**GIVEN RECORDS:**

=====

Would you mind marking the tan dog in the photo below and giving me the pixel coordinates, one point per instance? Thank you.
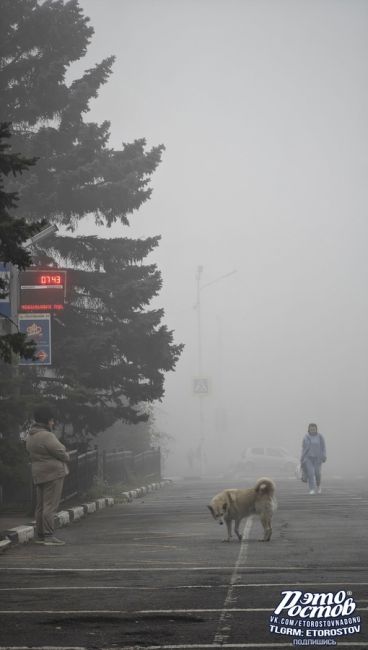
(233, 505)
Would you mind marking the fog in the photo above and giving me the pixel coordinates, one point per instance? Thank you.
(262, 107)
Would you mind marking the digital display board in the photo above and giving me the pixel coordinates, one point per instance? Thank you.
(42, 290)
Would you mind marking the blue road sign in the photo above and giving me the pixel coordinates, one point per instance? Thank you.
(38, 328)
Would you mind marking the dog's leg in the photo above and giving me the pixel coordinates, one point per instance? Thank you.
(228, 524)
(236, 528)
(267, 527)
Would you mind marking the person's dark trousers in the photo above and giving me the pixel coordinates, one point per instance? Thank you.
(48, 497)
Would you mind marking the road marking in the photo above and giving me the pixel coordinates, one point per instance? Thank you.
(219, 586)
(135, 612)
(186, 646)
(172, 568)
(223, 627)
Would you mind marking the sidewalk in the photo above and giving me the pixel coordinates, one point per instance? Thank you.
(19, 528)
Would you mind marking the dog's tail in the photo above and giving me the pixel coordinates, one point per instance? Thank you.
(265, 486)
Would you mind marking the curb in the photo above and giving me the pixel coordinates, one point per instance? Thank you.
(23, 534)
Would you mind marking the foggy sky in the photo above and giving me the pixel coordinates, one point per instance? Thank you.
(262, 107)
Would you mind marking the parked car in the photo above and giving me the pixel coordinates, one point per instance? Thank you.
(266, 460)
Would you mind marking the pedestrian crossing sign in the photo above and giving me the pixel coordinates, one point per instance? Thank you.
(201, 386)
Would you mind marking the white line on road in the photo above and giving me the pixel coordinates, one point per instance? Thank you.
(219, 586)
(223, 628)
(188, 646)
(173, 568)
(135, 612)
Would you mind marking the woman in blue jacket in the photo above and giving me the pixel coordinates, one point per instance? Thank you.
(313, 455)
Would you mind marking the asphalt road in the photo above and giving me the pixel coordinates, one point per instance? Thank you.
(156, 573)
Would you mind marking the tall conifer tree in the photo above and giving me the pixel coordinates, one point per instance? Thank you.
(110, 350)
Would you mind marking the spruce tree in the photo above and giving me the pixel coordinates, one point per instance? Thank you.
(110, 349)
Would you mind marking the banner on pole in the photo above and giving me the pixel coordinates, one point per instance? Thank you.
(38, 328)
(5, 308)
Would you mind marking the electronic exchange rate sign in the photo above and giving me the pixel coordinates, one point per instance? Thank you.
(42, 290)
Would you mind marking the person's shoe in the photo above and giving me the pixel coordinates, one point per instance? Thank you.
(53, 541)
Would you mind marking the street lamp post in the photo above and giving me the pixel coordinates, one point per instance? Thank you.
(199, 333)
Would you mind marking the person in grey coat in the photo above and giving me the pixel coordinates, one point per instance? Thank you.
(312, 456)
(48, 460)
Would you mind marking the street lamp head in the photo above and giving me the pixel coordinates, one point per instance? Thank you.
(45, 232)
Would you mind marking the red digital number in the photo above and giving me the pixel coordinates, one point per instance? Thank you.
(50, 279)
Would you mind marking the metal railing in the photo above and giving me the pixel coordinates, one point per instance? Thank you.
(112, 467)
(123, 466)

=====

**PROMPT:** Output only the lines from the line that contains "Would you mind marking the person in" through the end of the entries, both included, exactly as they appear.

**OUTPUT OF THE TASK:**
Would you mind marking the person in grey coat in the photo above and giving me the pixel coordinates, one point per instance? Thank you.
(312, 456)
(48, 460)
Would you mind marking the street lamp head in the photo above and giving me the pixel coordinates, one point per instance? Thank you.
(45, 232)
Would you mind marking the red digital number in the photo above and giving me the pixel coordinates, one point per instance? Thank you.
(50, 279)
Would you mind marking the metal railing in the photo above and giving me the pixel coordinates, one point per instance? Thank you.
(112, 467)
(123, 466)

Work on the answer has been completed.